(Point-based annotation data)

========================================

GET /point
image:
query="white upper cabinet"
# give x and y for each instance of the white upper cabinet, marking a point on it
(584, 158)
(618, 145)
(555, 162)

========================================

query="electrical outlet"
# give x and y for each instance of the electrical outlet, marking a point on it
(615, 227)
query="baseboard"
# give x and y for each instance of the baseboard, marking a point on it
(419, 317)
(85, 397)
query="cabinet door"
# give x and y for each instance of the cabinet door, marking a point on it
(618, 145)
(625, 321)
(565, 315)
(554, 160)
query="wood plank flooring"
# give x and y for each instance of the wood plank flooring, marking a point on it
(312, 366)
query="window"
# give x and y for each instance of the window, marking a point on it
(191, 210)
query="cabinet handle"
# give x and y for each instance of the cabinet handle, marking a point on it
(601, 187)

========================================

_To do_
Copy out every line above that contains the word "door".

_Complete output_
query="cabinet door"
# give x and y for each instance of the cabinet door, marking a point on it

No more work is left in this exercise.